== INPUT FOR THIS TASK

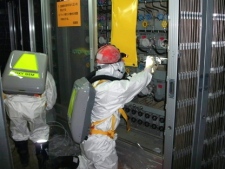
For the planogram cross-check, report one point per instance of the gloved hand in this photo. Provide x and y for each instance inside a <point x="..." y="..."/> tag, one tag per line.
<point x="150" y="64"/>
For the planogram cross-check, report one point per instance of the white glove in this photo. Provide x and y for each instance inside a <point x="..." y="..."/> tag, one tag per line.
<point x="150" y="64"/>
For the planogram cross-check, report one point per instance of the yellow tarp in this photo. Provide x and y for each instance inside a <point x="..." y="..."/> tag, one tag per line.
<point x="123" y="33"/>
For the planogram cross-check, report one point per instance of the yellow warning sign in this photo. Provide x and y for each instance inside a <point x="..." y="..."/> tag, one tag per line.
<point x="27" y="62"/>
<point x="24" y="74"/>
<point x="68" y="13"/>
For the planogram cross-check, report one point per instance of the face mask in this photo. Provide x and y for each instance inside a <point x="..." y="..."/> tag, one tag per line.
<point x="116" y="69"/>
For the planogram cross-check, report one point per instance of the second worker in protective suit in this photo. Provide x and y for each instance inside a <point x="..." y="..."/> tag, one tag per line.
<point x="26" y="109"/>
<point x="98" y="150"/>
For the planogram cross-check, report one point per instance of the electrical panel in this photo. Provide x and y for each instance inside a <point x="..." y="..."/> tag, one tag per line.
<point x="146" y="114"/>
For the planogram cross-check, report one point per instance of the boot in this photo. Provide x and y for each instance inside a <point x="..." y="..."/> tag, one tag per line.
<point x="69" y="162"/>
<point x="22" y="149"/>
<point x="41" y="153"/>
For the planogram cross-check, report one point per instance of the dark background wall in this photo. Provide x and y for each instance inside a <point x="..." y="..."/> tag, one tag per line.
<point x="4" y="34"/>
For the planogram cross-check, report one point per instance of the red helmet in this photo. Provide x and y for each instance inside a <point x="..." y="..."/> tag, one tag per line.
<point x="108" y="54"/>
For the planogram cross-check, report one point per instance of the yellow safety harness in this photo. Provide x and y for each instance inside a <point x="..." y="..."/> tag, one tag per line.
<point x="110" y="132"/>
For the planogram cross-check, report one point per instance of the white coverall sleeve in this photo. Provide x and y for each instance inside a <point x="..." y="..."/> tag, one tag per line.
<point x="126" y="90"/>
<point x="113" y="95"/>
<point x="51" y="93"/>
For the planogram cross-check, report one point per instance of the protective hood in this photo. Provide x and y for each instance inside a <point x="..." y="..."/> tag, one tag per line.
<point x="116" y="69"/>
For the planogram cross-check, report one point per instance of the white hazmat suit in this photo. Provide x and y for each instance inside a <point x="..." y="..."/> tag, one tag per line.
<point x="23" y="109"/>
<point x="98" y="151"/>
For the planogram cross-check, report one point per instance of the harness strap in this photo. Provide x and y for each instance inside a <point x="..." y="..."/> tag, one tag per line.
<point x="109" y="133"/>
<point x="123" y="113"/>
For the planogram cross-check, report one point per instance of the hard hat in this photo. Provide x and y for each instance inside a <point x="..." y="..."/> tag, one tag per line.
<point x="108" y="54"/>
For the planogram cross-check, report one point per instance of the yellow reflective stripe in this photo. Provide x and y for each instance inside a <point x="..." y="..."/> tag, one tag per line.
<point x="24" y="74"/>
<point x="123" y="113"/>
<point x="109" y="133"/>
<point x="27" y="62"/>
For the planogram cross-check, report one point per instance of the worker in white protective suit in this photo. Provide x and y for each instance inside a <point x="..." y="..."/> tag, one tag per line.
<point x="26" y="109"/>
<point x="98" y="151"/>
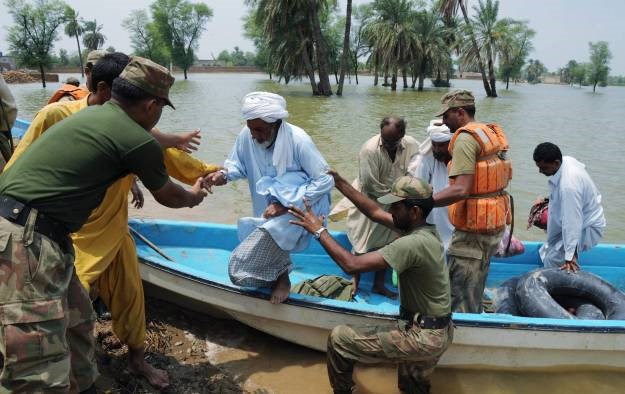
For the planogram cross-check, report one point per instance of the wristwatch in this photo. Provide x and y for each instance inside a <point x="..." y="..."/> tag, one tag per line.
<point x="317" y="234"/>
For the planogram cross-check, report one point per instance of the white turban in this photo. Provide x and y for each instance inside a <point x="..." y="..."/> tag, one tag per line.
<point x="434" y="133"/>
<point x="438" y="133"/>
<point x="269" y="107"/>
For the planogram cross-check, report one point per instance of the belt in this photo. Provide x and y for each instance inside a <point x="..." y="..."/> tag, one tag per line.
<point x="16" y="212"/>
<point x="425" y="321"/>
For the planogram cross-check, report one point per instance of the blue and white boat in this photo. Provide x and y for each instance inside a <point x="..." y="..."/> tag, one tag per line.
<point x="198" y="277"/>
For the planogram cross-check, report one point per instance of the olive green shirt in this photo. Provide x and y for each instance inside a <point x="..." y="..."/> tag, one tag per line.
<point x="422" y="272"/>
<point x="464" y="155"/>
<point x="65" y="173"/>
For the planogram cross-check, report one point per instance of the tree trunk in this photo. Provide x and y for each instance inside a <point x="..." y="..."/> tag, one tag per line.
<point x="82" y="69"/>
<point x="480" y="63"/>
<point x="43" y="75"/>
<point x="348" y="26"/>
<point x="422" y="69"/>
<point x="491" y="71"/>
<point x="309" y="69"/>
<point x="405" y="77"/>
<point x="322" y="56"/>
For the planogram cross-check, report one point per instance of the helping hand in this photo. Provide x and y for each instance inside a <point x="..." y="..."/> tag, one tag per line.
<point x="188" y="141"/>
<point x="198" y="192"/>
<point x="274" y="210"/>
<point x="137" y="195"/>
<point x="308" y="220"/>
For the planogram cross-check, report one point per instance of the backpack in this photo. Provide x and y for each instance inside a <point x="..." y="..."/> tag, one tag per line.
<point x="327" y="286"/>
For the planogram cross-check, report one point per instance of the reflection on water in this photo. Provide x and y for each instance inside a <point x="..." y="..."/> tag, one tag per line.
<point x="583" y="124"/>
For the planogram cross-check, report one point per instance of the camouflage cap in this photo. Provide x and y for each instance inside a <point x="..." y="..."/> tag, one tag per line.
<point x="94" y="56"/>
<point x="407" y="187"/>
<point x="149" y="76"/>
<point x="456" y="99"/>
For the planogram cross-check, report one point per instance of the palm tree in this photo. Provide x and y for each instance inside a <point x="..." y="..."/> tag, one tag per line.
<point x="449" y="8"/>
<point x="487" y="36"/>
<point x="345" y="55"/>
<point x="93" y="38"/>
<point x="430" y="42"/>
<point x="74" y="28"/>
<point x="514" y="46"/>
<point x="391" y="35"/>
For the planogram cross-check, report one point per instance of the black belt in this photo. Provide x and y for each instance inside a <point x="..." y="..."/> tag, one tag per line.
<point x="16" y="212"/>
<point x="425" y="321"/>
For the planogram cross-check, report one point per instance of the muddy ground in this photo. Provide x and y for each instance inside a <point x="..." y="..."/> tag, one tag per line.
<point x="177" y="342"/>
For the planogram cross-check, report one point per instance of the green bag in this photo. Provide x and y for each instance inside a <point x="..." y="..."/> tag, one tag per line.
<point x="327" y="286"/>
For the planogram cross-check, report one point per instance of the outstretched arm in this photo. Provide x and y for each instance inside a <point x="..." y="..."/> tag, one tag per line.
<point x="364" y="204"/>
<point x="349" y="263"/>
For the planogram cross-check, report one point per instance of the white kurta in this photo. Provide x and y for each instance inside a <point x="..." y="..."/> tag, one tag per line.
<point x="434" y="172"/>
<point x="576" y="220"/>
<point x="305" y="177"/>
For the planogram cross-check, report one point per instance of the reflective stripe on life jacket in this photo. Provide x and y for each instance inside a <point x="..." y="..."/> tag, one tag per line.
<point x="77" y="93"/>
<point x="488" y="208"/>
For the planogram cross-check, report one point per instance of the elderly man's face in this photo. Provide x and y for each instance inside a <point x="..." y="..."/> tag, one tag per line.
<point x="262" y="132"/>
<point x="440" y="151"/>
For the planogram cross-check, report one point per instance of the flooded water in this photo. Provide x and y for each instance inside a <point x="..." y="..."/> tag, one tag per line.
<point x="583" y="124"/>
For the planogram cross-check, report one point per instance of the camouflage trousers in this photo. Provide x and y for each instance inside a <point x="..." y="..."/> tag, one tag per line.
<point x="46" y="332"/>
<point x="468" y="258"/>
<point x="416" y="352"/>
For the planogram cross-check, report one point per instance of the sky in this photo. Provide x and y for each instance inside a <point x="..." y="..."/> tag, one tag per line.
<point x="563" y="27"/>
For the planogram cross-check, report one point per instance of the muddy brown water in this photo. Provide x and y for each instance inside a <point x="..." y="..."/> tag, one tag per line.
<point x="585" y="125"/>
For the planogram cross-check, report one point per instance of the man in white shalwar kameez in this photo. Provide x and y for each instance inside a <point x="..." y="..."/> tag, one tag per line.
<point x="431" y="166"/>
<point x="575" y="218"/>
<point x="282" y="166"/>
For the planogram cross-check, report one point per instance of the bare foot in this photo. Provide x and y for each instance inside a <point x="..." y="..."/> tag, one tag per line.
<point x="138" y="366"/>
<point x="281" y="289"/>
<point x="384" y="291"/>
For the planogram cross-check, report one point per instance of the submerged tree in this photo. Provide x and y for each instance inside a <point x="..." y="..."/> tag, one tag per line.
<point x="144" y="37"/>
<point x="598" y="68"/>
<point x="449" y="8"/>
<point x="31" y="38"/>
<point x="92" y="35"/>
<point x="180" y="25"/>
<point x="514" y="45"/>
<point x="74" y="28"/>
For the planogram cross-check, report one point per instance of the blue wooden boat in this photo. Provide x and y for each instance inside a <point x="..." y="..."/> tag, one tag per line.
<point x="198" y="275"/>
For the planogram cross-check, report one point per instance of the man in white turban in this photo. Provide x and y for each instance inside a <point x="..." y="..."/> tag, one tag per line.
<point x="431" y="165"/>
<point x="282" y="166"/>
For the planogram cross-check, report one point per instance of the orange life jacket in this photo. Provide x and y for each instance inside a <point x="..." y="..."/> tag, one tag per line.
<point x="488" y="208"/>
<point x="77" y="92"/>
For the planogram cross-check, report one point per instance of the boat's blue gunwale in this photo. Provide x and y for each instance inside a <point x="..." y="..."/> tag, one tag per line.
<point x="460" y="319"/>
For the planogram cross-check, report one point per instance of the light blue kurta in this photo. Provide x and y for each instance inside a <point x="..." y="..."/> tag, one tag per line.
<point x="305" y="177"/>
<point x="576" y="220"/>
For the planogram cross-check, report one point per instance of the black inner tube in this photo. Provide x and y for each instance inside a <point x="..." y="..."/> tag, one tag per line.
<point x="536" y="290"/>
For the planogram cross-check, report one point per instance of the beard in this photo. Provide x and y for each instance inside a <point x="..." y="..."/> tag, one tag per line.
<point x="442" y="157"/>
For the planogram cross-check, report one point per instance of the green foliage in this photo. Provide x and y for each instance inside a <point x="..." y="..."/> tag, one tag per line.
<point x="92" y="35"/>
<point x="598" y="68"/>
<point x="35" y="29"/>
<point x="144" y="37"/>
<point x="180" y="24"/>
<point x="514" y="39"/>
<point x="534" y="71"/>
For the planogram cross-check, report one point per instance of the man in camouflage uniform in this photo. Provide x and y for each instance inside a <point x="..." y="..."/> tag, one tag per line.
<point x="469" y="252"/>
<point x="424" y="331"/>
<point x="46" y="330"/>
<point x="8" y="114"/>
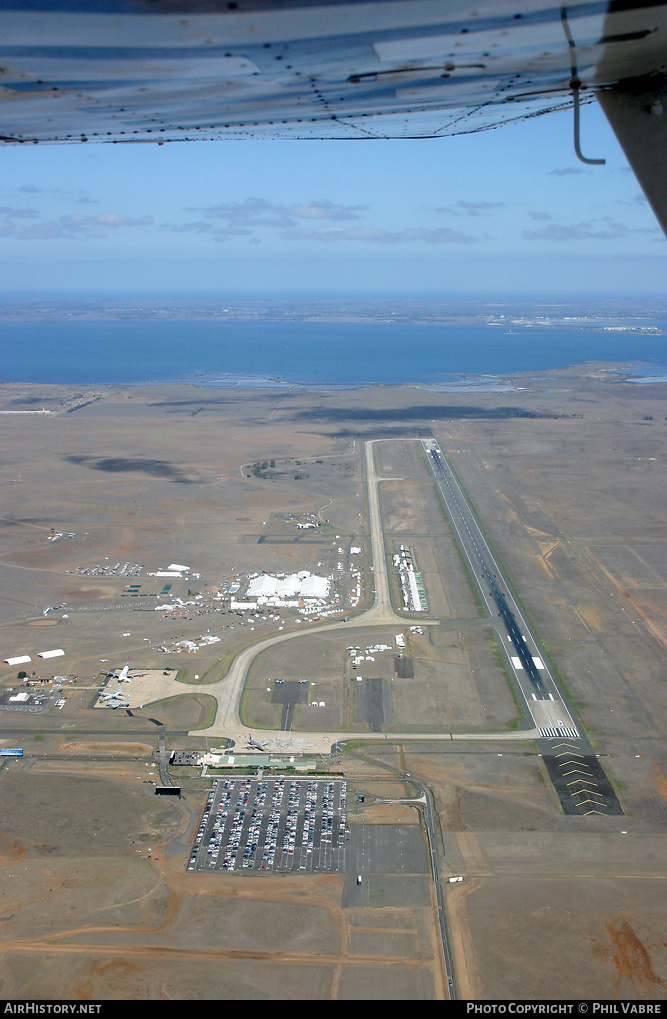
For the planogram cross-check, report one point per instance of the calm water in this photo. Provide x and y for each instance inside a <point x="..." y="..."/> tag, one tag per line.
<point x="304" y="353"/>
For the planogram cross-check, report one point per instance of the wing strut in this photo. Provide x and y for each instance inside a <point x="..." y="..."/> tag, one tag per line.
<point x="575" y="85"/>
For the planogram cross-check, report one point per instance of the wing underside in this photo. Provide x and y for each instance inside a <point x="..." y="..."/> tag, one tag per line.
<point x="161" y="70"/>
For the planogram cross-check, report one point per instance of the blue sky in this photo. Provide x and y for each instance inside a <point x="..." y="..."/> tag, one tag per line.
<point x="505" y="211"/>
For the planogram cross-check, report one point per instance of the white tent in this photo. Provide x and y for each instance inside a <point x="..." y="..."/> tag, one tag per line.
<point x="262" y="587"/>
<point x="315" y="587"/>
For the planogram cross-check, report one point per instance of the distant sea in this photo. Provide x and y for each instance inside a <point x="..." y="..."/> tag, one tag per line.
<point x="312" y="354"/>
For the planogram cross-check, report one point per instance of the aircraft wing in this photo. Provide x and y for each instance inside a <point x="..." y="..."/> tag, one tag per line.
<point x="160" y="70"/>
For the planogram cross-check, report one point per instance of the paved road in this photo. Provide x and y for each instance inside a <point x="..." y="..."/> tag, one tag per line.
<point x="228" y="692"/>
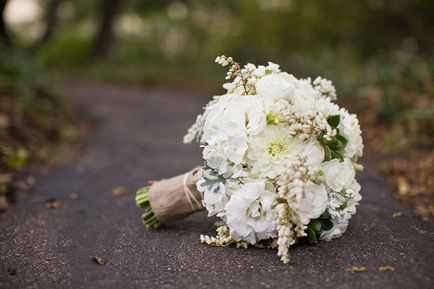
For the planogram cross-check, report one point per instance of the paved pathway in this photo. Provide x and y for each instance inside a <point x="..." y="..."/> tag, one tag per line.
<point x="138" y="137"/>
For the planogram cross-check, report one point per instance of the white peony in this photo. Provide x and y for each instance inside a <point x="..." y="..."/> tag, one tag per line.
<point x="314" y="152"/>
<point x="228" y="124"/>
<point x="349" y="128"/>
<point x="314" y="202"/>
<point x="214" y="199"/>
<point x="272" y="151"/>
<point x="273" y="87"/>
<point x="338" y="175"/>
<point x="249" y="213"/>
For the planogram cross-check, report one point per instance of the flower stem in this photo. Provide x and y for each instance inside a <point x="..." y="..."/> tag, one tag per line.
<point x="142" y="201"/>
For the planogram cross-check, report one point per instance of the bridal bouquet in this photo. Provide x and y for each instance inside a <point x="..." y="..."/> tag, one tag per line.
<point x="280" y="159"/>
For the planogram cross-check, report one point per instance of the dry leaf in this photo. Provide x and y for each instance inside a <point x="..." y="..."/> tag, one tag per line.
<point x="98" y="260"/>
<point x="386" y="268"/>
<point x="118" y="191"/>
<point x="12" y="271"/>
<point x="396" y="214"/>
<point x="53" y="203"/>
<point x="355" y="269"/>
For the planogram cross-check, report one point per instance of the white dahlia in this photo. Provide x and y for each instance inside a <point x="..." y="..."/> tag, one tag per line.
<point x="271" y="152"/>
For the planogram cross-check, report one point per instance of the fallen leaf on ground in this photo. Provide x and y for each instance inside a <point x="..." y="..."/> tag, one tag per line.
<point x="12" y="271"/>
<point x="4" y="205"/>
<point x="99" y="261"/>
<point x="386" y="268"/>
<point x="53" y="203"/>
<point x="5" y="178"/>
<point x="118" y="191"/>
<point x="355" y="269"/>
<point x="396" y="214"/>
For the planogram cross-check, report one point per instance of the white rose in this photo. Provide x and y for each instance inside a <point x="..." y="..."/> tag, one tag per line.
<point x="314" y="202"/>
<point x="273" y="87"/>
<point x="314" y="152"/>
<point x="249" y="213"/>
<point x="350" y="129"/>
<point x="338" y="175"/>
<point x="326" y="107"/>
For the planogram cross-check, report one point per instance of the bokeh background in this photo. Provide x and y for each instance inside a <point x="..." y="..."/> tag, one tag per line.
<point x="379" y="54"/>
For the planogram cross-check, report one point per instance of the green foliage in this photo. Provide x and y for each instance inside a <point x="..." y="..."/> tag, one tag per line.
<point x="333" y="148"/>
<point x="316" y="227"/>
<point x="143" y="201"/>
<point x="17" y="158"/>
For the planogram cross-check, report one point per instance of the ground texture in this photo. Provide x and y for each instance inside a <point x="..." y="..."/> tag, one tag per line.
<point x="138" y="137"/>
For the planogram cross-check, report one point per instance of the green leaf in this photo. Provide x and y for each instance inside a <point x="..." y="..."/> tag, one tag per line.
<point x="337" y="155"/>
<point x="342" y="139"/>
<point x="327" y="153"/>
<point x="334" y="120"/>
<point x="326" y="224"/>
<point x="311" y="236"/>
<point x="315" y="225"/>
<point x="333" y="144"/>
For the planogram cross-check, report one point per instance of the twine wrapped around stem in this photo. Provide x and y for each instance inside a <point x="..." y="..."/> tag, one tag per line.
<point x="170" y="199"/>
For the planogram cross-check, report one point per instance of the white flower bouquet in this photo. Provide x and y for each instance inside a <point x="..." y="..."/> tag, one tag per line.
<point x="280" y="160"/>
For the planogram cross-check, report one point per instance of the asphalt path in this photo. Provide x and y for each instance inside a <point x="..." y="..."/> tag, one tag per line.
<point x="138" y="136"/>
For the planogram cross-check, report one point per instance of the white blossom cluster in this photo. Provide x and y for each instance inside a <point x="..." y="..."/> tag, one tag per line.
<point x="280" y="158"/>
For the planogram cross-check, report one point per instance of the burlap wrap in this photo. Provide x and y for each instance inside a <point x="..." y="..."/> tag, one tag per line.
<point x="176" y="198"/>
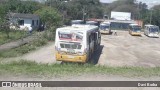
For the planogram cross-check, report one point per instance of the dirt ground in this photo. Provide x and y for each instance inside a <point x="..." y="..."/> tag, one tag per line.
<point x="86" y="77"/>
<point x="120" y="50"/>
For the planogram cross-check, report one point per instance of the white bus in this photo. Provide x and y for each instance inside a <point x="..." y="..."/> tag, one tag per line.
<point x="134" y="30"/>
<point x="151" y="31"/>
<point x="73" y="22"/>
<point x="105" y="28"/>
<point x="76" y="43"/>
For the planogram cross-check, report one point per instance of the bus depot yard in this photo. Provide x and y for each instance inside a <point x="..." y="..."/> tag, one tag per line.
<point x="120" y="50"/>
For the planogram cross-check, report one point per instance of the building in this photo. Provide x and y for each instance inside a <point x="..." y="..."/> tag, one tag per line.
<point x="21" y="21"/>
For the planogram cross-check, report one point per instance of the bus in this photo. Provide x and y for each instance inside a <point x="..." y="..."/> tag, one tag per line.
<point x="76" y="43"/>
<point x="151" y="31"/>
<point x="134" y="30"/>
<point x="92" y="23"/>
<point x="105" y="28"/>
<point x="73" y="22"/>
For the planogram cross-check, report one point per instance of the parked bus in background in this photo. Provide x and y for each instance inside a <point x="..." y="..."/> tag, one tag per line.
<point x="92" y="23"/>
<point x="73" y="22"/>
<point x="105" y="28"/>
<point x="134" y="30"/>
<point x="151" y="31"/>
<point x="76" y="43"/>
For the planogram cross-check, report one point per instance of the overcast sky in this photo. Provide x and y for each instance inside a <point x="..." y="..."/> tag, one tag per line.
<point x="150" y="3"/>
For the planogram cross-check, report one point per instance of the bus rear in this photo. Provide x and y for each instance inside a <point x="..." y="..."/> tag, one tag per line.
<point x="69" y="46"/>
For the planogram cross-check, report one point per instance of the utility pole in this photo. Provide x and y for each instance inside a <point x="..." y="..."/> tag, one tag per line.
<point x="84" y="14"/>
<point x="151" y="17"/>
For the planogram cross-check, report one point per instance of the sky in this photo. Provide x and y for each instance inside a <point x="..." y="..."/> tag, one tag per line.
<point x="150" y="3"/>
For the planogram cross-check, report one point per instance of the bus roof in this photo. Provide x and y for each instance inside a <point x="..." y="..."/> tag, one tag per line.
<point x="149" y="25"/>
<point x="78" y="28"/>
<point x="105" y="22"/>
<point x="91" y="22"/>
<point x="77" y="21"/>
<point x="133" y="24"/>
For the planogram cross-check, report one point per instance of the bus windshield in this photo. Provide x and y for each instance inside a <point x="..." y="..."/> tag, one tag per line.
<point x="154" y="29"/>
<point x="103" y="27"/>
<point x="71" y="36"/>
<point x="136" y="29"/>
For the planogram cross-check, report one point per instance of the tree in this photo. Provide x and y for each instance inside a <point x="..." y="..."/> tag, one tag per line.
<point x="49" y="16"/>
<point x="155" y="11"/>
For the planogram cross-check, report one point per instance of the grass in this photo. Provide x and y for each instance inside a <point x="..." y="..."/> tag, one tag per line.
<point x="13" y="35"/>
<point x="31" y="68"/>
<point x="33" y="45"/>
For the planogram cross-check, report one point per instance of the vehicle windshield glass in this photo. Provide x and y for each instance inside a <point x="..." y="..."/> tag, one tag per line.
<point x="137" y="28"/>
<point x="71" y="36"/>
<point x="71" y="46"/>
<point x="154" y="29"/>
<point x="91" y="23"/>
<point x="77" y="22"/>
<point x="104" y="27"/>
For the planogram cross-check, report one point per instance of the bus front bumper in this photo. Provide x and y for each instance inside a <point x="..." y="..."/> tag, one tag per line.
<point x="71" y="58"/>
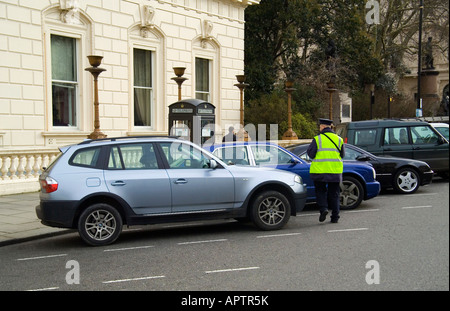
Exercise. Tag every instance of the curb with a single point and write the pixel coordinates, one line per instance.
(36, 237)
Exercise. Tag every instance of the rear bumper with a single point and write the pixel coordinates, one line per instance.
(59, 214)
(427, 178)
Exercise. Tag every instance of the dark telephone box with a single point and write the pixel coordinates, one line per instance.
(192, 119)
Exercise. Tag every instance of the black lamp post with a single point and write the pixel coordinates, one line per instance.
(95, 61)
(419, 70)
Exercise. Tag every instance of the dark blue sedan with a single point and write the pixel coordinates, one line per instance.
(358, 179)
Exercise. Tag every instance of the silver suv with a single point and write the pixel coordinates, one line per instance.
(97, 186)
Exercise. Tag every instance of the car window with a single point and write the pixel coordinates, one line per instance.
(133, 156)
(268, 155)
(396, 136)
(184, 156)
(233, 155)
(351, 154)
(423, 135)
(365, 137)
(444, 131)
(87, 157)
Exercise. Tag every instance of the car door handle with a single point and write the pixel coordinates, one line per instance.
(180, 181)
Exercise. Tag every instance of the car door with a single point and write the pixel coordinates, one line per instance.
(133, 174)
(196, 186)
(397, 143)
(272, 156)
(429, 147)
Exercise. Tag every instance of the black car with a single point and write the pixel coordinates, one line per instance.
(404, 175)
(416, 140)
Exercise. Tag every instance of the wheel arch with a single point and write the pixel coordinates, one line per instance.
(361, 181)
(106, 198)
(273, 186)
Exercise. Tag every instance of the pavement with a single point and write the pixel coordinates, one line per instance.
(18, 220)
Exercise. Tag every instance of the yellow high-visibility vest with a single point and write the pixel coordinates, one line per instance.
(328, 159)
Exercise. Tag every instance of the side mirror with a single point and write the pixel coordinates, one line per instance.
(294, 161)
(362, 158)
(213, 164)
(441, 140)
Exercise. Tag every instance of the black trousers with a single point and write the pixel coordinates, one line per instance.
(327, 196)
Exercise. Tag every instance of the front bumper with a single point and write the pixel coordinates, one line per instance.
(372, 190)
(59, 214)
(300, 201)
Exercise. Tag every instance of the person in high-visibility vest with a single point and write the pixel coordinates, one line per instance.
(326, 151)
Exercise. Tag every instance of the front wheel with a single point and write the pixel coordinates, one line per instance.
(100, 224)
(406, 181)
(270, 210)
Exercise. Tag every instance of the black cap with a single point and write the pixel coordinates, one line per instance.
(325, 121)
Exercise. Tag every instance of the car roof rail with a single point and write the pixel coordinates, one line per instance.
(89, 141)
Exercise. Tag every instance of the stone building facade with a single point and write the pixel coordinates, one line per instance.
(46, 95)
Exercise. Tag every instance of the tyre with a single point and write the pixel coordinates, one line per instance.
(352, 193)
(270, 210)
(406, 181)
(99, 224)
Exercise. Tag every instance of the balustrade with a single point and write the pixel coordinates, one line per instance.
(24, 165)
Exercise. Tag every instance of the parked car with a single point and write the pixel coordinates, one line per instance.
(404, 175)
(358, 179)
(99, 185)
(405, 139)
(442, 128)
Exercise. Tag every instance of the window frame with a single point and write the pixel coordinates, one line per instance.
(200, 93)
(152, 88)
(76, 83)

====

* [EXERCISE REQUIREMENTS] Reproduce exactly the lines from the one containing "Exercise. Tag every instance of the car roof" through the last line of the records, both included, and nothing else.

* [EXERCISE SOLUTION]
Exercise. Tag every instance of the car roof rail with a single point and write the pixel coordinates, one line per instance.
(89, 141)
Exercise. Tag every instance of the stone building facade with a single point and write the pixel coordinates, one line per instance.
(46, 95)
Exercise. Tag every instance of the tyre with a single point and write the pixel coordinates, one line per instance.
(352, 193)
(270, 210)
(406, 181)
(99, 224)
Exercise. Tag every instance of the balustrade with a single point and write the pixel coordinates, one line per instance.
(24, 165)
Exercise. Tag every instance of the parked car with a single point and write the pixel coordinates, one line per instance.
(404, 175)
(358, 179)
(99, 185)
(405, 139)
(442, 128)
Exercise. Tag every instance of the window frame with a single point and write the pixel coordinates, one line per instance.
(200, 93)
(152, 88)
(76, 83)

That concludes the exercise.